De acuerdo con la reseña sobre Pájaros de alambre, ¿qué otro libro había publicado Diana Aradas antes de obtener el Premio Cálamo?

Fragmento para leer –
- - - -
El viernes tuvimos el placer de presentar en la Biblioteca Pública
Jovellanos, y con ocasión de los encuentros poéticos que anualmente organiza la
Sociedad Cultural GESTO, el libro Pájaros
de alambre (Cuadernos Cálamo/Gesto, Gijón, 2018), de Diana Aradas, coruñesa, profesora de literatura que antes de alzarse con el trigésimo segundo Premio Cálamo había dado a imprenta sólo
otro libro, Silencio invernal (Torremozas, 2017).
Diana Aradas ha definido en su bitácora digital (http://dianaaradas.blogspot.com) cuál es su concepción de la poesía: “una hendidura en la solidez de la rutina,
una fisura que deja paso a la claridad. Sólo ella (la poesía) rasga nuestra mirada, tan acostumbrada a la
tiniebla del mundo”.
Se aviene bien esa definición con lo que en el poema titulado Felicidad (pág. 14 de Pájaros de alambre), se escribe:
LA FELICIDAD
Un jilguero que canta
sobre un alambre roto.
Esa línea quebrada del alambre no es otra que la fisura a
la que alude Diana, la grieta en la gris cotidianidad a través de la que se
abren paso los versos, la dicha sostenida por el canto del jilguero, la propia poesía
al modo delicado en que la entiende Diana Aradas. Delicado y, podría añadirse, casi
aforístico, puesto que no pocos poemas se resuelven asertiva y concisamente como podemos apreciar en los siguientes ejemplos:
“El
cielo no puede escapar del pájaro.”
- - - -
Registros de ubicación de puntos
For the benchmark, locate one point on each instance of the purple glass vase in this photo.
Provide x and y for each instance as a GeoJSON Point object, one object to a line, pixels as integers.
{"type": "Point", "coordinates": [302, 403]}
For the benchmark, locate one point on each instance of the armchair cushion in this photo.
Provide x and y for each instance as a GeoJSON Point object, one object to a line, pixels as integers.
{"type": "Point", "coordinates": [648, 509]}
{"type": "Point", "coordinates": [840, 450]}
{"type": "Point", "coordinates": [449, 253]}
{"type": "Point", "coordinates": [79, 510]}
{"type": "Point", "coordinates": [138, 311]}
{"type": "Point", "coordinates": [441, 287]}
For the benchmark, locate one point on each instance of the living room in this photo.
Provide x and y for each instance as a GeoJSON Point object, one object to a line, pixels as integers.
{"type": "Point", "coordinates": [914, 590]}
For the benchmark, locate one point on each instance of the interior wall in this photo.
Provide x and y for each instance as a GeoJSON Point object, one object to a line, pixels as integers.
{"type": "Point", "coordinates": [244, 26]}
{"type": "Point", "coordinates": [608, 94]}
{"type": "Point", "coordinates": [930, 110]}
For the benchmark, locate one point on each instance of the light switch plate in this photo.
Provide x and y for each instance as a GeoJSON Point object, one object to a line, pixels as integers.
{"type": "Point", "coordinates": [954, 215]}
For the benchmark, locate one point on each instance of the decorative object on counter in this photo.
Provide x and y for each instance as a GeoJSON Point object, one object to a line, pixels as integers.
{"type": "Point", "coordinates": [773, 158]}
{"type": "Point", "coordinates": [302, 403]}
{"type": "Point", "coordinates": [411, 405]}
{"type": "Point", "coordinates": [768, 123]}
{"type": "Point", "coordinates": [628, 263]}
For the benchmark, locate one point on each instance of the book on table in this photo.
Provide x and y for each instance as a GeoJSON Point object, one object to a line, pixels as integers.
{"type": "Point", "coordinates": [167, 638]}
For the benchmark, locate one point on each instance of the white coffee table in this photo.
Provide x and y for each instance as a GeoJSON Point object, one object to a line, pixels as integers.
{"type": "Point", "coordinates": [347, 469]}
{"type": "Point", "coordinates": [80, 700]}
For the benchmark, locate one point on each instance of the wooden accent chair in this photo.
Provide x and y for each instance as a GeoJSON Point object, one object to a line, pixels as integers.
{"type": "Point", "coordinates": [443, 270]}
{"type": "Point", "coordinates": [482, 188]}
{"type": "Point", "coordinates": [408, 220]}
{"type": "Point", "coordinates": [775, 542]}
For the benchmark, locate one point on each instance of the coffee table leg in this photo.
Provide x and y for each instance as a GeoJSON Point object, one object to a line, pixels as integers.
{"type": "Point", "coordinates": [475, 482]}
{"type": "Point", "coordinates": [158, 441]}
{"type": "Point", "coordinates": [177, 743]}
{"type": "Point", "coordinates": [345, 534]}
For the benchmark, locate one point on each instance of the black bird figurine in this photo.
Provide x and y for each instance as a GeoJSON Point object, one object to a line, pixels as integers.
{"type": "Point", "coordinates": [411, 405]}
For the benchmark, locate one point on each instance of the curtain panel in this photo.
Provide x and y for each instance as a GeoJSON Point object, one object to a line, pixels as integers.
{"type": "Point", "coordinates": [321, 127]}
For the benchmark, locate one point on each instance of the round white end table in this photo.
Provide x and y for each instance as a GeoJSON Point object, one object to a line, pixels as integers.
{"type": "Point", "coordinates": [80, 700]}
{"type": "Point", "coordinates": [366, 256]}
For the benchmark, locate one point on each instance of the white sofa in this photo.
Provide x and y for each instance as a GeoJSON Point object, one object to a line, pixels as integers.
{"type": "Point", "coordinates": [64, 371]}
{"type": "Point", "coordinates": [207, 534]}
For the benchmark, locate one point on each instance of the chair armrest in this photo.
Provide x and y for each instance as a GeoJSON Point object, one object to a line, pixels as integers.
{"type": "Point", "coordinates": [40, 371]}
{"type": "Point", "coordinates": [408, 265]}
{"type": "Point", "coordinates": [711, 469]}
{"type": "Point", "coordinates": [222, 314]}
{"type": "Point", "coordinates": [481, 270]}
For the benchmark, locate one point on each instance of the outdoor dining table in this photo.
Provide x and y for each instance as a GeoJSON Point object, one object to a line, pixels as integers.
- - - -
Resultado – Silencio invernal (Torremozas, 2017).